▶ **Exercise directions**: Reproduce the part of the records that opens with the line containing "Warehouse picking: mark the blurred" and closes with the end of the records, both ends included, multiplying every point coordinate by 2.35 and rounding to whole numbers, with halves rounded up. Leave all other wording unchanged, and leave the pictures out of the answer.

▶ **Input records**:
START

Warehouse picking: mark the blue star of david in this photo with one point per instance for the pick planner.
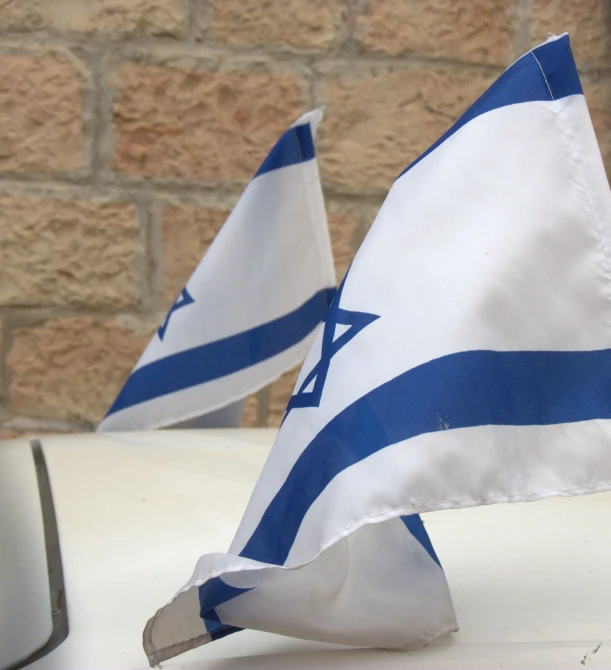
(355, 321)
(183, 300)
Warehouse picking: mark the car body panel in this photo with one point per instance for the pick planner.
(25, 603)
(530, 581)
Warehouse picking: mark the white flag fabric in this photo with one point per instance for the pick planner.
(466, 360)
(249, 311)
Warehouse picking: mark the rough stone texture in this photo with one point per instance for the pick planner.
(280, 392)
(598, 97)
(187, 232)
(295, 23)
(124, 17)
(194, 125)
(470, 30)
(588, 23)
(40, 114)
(66, 253)
(342, 227)
(376, 125)
(250, 418)
(72, 368)
(104, 103)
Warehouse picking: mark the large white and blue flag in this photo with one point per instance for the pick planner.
(466, 360)
(249, 311)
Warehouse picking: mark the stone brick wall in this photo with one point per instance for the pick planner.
(128, 129)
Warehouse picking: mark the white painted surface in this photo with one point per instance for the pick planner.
(25, 606)
(530, 581)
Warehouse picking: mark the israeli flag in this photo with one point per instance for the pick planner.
(249, 311)
(465, 361)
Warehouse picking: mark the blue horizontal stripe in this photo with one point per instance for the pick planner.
(523, 82)
(415, 525)
(472, 388)
(217, 359)
(295, 146)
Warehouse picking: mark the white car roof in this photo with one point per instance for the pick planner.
(530, 582)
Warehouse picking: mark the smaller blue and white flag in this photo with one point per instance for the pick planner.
(249, 311)
(466, 360)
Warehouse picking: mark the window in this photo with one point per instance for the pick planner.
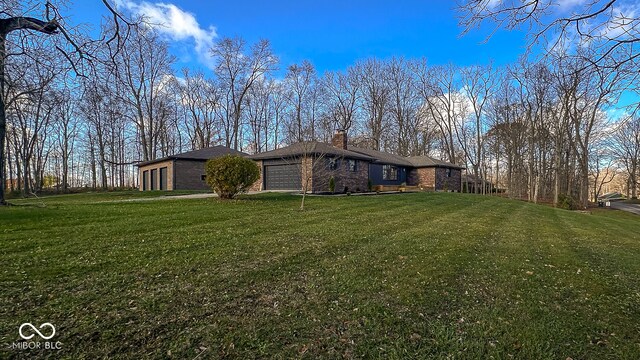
(352, 165)
(333, 164)
(389, 172)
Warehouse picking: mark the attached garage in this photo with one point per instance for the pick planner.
(282, 177)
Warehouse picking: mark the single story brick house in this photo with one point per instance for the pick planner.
(183, 171)
(311, 165)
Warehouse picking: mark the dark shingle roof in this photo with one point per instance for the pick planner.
(202, 154)
(383, 157)
(427, 161)
(310, 147)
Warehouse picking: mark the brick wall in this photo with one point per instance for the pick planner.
(354, 181)
(424, 178)
(156, 166)
(189, 175)
(448, 183)
(435, 178)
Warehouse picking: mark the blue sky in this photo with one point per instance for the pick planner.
(331, 34)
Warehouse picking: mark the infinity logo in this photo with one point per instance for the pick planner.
(53, 331)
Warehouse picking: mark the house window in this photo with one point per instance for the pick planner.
(333, 164)
(352, 165)
(389, 172)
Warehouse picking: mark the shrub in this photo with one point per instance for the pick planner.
(567, 202)
(230, 175)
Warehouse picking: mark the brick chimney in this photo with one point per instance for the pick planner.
(340, 139)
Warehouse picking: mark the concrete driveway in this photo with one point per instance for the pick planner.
(632, 208)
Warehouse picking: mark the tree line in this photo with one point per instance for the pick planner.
(540, 130)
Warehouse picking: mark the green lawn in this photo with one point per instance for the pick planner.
(390, 276)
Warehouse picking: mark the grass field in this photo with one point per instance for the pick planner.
(393, 276)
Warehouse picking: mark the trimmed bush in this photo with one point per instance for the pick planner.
(231, 175)
(567, 202)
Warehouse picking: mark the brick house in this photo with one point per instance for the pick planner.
(183, 171)
(311, 165)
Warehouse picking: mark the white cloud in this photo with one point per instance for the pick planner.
(175, 23)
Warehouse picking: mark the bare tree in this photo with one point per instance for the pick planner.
(8, 26)
(342, 91)
(626, 148)
(237, 72)
(375, 98)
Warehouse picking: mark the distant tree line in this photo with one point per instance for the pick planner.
(537, 130)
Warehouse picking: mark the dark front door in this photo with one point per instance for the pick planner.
(154, 179)
(145, 180)
(163, 178)
(282, 177)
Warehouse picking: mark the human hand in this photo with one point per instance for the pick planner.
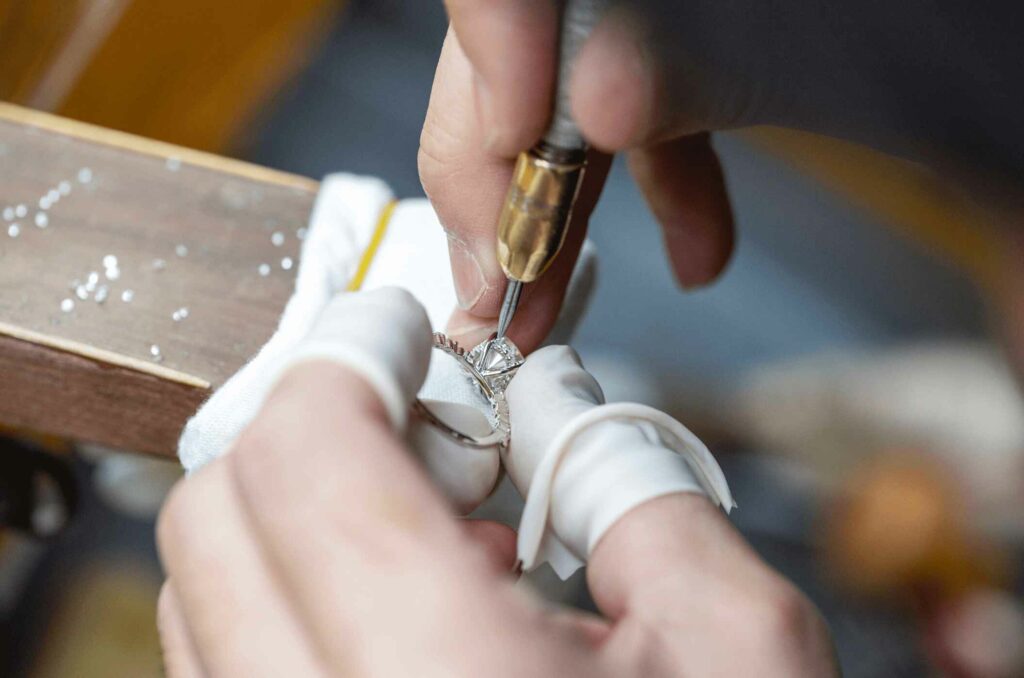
(320, 547)
(656, 75)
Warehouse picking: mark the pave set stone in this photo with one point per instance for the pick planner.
(489, 367)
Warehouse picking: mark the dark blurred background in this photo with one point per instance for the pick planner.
(852, 369)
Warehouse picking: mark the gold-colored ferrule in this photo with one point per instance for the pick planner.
(532, 223)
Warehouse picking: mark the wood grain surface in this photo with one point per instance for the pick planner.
(188, 230)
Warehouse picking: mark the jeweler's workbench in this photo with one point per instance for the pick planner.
(134, 277)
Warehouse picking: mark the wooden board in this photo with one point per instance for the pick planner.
(188, 230)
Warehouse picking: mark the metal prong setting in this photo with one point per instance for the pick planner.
(491, 367)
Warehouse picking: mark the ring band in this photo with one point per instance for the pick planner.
(489, 382)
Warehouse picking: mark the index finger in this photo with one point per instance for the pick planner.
(467, 184)
(364, 545)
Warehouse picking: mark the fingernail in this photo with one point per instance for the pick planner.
(485, 113)
(470, 283)
(471, 334)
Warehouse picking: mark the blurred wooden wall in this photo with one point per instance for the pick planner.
(188, 72)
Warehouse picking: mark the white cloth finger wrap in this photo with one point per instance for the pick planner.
(582, 465)
(374, 334)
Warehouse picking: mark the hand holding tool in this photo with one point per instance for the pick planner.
(546, 180)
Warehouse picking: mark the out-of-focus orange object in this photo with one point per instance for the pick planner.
(188, 72)
(898, 527)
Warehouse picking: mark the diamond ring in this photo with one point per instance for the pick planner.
(489, 367)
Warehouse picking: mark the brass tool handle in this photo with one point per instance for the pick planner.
(532, 223)
(546, 180)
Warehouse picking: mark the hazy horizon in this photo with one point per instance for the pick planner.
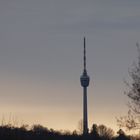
(41, 46)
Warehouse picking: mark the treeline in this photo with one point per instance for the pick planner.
(38, 132)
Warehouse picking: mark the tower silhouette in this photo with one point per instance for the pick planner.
(85, 83)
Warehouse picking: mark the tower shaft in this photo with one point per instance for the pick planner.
(85, 83)
(85, 112)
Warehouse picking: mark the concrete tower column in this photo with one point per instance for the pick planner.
(85, 83)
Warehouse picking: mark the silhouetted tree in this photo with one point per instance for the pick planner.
(132, 119)
(105, 133)
(94, 131)
(122, 136)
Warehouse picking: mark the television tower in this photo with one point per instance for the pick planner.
(85, 83)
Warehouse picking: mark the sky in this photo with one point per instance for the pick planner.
(41, 46)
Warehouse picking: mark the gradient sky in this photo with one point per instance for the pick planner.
(41, 45)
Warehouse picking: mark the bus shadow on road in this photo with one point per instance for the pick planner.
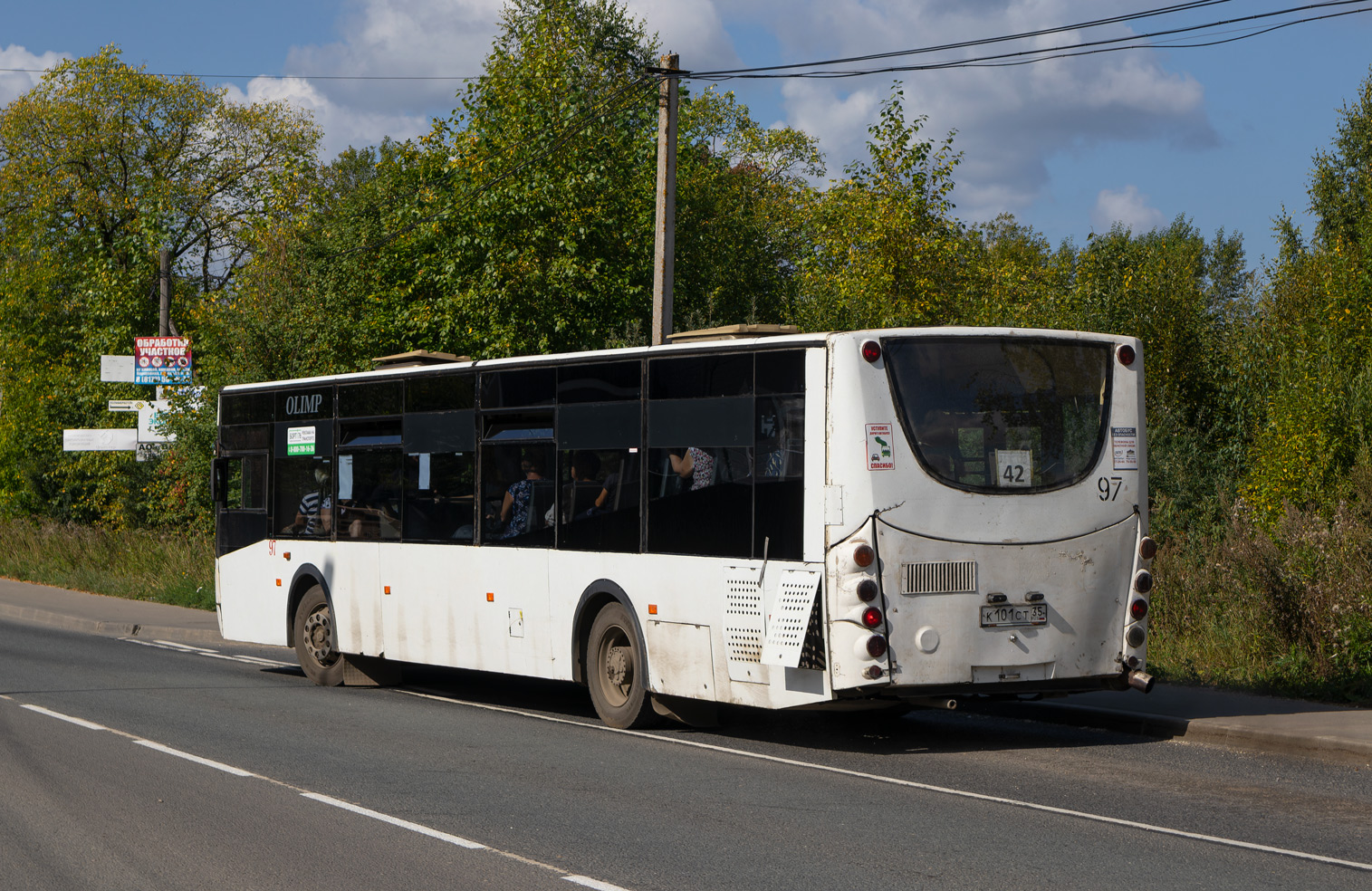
(895, 730)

END

▶ **Solution**:
Warehouse picking: mark the blurred wooden wall in this photo with one point per instance for the pick planner.
(442, 169)
Warehouse picking: mark the white cloth finger wrap in this photo with one point per instance for the pick planner.
(1368, 1093)
(879, 785)
Warehouse picking: mark the hand holding tool in this photo with one point per instance for the pick planner.
(1283, 423)
Warehouse picking: mark the out-of-focus orange object in this photo with one point per instance for the pick planner.
(442, 169)
(2110, 1238)
Warehouse picking: mark the diamond ring in this photo with one point per instance for the pick planner.
(1149, 862)
Warehouse picking: mark the brass tool handle in this photo with one point per instance for the pick planner.
(1250, 524)
(1283, 423)
Warehouse picking: mark the hazy horizon in this photo with one point per instance for the pick planner.
(96, 108)
Warehouse picking: mark the treeline in this photo with one point per instance for the pick planner.
(89, 310)
Warehouse picking: mark the tower silhouette in this photo with one point per instance for the pick planner.
(200, 195)
Warehouse picking: mark the tower shaft in this photo with one point per instance for the pick planner.
(200, 195)
(200, 263)
Warehouse picking: mark the concrete tower column in this photo with one point per instance for the pick planner.
(200, 195)
Warehouse picking: mark the silhouetted tree in this photo with one point per instance for the pick planner.
(310, 280)
(247, 313)
(221, 308)
(287, 320)
Warehouse picking: mark the television tower in this photo with one point per instance for the pick planner.
(200, 195)
Warehouse picking: mark the sky in this photo with one point per instance for the pick planner.
(96, 108)
Warehouse picking: mark the gradient sky in this photo with one point per instance for the pick planner.
(96, 106)
Warehouse picking: mark the bus shadow on road in this photo with one point per instance for the pick planner.
(2103, 1716)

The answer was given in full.